::: DATA SUPPLIED

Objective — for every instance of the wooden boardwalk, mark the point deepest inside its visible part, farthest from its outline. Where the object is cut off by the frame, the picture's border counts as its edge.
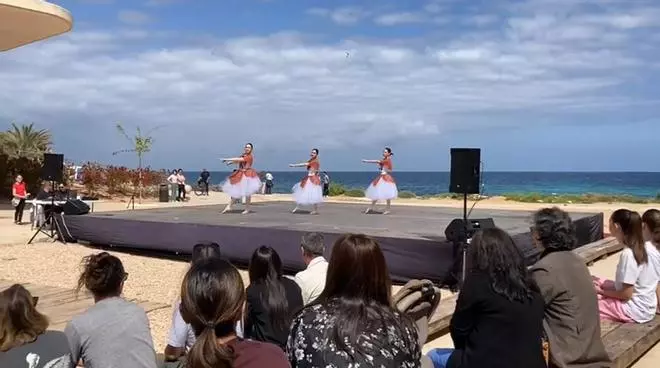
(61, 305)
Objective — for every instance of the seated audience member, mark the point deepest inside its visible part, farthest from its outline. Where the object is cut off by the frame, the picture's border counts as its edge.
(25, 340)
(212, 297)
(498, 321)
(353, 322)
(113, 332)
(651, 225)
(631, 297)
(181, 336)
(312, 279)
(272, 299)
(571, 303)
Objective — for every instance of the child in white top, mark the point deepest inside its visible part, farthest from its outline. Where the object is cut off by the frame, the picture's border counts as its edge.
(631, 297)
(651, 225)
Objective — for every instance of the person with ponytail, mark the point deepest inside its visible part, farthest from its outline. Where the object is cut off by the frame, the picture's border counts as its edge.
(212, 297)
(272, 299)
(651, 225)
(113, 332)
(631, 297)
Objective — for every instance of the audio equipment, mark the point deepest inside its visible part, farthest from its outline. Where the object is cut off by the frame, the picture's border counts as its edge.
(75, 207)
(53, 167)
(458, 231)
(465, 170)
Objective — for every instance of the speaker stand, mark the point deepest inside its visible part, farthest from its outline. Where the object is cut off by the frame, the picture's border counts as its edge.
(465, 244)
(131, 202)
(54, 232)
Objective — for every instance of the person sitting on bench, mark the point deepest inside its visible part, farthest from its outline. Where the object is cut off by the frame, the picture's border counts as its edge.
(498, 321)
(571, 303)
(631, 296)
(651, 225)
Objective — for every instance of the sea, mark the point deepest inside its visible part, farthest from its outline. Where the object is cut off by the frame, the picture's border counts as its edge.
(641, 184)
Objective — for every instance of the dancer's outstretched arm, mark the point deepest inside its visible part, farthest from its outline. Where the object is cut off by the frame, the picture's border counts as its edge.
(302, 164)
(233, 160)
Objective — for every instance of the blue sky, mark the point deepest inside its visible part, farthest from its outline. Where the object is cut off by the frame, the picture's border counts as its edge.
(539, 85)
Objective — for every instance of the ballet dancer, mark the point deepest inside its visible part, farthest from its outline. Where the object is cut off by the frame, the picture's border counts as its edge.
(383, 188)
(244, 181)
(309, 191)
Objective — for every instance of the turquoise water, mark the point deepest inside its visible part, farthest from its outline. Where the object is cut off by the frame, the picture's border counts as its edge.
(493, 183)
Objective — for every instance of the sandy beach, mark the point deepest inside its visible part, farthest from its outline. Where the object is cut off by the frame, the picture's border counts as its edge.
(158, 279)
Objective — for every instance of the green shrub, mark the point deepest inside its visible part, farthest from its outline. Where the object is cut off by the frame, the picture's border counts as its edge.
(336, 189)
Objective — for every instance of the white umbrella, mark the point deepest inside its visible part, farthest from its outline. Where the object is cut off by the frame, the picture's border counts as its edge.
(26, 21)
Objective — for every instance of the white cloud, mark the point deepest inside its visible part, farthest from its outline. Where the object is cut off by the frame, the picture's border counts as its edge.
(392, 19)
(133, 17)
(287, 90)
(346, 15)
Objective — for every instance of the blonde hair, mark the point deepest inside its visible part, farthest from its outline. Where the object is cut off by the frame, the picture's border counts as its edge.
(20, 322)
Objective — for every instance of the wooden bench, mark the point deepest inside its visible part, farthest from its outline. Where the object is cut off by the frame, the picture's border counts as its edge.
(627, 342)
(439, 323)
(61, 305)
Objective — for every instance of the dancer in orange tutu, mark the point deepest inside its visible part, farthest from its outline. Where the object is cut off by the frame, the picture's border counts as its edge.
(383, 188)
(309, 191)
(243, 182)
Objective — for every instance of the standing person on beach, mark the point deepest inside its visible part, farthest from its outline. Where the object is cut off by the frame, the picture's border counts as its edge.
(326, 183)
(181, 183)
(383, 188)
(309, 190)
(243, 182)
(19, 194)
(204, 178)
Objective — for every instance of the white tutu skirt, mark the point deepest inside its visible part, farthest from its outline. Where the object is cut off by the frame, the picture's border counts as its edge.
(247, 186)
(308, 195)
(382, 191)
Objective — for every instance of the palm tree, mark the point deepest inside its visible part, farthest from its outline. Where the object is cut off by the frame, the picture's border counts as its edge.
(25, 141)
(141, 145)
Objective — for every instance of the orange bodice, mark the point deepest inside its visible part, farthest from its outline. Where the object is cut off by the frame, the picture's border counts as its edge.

::::::
::: DATA SUPPLIED

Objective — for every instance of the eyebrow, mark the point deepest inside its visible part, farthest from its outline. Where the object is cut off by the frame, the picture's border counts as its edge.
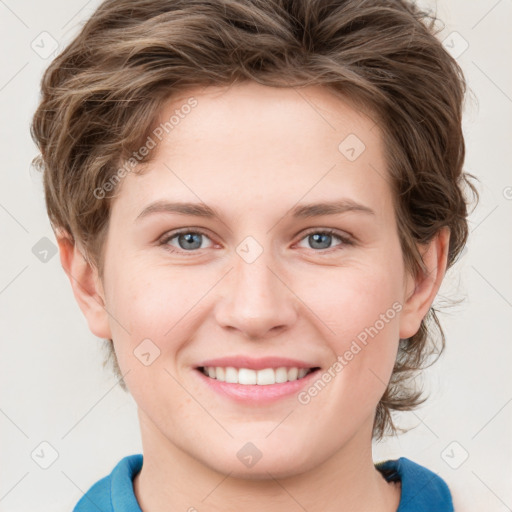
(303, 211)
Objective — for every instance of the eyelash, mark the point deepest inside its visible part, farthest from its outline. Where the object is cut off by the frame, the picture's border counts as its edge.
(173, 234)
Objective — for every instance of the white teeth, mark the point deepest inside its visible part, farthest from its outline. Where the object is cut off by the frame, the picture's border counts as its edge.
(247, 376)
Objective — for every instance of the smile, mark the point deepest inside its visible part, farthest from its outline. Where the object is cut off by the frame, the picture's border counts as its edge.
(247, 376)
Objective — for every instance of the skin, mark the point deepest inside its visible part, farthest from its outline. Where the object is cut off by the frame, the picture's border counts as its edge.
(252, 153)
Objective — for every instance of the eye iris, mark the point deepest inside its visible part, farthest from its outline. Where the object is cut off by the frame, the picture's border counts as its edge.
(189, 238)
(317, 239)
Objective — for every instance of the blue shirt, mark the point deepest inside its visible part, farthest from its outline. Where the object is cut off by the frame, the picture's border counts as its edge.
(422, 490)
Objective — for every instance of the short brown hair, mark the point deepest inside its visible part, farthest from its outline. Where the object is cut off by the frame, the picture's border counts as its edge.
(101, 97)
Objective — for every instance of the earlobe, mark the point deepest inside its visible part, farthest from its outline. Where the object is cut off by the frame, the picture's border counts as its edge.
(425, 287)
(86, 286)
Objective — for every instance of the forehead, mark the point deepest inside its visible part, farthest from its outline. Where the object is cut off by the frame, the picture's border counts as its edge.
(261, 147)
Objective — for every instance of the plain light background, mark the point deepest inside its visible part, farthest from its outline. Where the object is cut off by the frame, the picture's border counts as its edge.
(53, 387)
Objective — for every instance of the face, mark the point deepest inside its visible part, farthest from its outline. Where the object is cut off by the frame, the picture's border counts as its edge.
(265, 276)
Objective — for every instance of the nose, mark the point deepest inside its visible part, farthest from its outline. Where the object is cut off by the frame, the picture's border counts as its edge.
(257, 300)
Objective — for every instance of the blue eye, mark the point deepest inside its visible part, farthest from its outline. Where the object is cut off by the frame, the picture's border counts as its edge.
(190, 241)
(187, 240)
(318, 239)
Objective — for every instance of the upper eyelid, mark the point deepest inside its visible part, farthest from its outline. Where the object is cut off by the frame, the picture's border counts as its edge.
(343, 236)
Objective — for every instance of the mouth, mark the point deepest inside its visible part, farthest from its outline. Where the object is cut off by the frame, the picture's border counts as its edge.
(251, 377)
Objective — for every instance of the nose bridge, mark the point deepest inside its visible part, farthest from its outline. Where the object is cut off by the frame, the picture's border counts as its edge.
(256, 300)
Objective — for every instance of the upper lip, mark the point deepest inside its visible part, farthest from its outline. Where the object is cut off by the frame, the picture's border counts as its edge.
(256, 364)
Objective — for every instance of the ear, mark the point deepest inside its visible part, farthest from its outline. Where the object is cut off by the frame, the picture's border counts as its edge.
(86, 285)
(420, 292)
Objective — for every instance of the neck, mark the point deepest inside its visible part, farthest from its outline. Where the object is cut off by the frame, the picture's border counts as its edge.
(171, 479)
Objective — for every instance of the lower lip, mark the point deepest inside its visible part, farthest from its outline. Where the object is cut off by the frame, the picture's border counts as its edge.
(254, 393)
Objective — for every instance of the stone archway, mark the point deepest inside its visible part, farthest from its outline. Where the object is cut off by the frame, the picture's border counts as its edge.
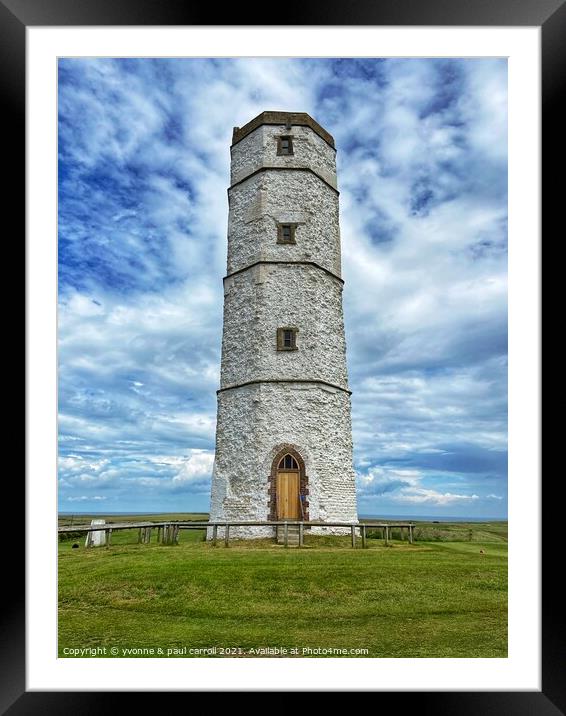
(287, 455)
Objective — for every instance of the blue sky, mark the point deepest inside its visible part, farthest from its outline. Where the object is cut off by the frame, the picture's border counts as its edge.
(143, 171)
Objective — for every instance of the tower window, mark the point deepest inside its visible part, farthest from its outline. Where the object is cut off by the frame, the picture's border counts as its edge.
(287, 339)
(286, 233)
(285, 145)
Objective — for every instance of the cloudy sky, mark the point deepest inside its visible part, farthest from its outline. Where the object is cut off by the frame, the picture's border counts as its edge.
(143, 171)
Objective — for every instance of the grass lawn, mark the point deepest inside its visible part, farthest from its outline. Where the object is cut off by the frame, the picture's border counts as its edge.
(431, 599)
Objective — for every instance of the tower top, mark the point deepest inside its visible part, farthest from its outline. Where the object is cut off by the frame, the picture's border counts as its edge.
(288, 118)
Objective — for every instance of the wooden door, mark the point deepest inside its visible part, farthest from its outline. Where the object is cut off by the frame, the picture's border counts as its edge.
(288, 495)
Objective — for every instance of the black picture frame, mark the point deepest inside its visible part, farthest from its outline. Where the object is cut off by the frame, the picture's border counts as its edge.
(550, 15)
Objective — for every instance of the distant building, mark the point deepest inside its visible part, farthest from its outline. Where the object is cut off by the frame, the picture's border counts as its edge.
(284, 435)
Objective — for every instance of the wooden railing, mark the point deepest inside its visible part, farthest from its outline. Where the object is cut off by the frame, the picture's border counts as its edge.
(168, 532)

::::::

• **WRITTEN TASK**
Can you swap "palm tree" for "banana tree" in everything from the line containing "Objective — for every instance of the palm" down to the line containing "Objective — for every instance of the orange", both ends included, and write out only those lines of the records again with nothing else altered?

• **COMPLETE ANSWER**
Objective — for every instance of the banana tree, mark the point deepest inside its visible part, farthest from its outline. Where the object is cut off by the frame, the picture's border counts as its edge.
(25, 141)
(141, 145)
Objective — for every instance of the orange bodice, mark the point deepest inside its visible part, farthest from its outline. Where the object is cut off by the frame, the picture's border counts as its edge.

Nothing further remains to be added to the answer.